__EXTRACTED TEXT__
Club Atlético Pantoja is a professional football team based in Santo Domingo, Dominican Republic. Founded in 1999, the team is currently playing in the Liga Dominicana de Fútbol, the top division of Dominican football.

History

Club Atlético Pantoja was born from the a group of mostly Argentinian immigrants, led by Eduardo Macchiavello. It started in 1999, when this group met to play football at the ROWE Laboratory, located in the popular neighborhood of Pantoja in the city of Santo Domingo.

This group became larger, adding Dominicans and other nationalities. In 2001 they were invited to play a veteran tournament organized by the Dominican Football Federation. This is how the Deportivo Pantoja Fútbol Club is born.

This club became the champion of the tournament of veterans. The club went on to participate in the Third Dominican Division.

Months later, again this team became champion in its first participation in an official competition. This championship allowed them to ascend to Second Division, which involved a greater challenge.

The newly promoted Pantoja again became champion of the Second Division league, a team made up mostly by veterans. This team had achieved the feat of "champion" three consecutive times, managing to arrive to the maximum category of soccer of the Dominican Republic, the First Division. This group would propose to reach another milestone, the title of First Division. From then a technical body was hired, in addition to adding young players as reinforcements. The fusion of youth and experience led the Club to reach the maximum laureate in Dominican football: the Primera División championship.

__TASK TO COMPLETE__
Reproduce everything from "This club became" down to "a greater challenge." in the Club Atlético Pantoja text, switching "Third Dominican Division" to "Regional Dominican Division".

__Point annotation dataset records__
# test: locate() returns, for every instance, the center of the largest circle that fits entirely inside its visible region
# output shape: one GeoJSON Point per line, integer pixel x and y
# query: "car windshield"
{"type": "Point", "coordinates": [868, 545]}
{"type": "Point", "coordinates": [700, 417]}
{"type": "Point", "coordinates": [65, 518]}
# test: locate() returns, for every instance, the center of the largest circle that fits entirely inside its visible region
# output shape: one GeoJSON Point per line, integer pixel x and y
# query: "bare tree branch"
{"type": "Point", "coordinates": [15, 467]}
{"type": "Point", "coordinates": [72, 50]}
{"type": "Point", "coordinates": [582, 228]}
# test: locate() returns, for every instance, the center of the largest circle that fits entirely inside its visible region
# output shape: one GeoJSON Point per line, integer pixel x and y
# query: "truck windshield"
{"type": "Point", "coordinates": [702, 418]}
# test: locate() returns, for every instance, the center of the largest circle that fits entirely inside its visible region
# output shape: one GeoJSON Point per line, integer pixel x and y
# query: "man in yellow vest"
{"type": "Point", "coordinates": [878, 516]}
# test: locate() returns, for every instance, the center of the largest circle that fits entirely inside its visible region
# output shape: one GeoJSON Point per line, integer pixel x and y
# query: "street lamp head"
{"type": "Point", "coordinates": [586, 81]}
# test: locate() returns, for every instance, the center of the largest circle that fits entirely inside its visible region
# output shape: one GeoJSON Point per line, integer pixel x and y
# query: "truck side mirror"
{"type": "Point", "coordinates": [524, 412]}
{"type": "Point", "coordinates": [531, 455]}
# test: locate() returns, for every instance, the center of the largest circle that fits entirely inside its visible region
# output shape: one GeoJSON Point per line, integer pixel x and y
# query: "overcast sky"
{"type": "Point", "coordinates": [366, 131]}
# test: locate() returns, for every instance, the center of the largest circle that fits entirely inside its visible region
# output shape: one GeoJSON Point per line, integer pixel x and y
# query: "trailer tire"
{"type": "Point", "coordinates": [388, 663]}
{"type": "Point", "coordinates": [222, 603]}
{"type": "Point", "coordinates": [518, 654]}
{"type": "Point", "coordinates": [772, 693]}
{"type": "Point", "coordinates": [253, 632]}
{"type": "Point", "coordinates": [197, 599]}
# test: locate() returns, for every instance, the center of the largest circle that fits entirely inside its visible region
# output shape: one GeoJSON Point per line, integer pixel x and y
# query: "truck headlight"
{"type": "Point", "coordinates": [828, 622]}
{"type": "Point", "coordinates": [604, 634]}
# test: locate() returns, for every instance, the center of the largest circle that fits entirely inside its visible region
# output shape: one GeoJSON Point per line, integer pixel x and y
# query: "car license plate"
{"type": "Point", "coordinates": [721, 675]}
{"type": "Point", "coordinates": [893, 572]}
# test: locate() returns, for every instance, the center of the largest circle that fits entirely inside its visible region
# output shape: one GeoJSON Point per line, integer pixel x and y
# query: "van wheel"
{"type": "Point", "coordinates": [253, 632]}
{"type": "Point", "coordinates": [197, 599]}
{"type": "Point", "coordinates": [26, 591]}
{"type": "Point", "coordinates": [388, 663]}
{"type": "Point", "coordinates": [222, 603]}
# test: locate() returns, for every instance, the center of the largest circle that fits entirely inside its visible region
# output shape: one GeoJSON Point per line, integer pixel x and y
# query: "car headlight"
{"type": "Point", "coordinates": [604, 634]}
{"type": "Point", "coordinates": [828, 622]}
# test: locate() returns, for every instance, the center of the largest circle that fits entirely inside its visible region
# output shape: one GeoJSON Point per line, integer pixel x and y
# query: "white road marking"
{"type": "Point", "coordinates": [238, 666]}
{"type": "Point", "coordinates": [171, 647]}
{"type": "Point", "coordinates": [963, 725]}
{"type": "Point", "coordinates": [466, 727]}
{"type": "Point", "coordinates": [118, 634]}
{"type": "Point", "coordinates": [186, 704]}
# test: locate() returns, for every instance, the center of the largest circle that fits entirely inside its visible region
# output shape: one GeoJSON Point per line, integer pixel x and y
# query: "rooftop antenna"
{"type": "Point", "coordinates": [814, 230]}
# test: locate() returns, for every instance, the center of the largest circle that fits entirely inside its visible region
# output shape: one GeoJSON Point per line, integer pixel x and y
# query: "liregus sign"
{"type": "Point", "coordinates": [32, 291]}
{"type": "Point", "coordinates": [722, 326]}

__ANSWER TO THIS EXERCISE__
This club became the champion of the tournament of veterans. The club went on to participate in the Regional Dominican Division.

Months later, again this team became champion in its first participation in an official competition. This championship allowed them to ascend to Second Division, which involved a greater challenge.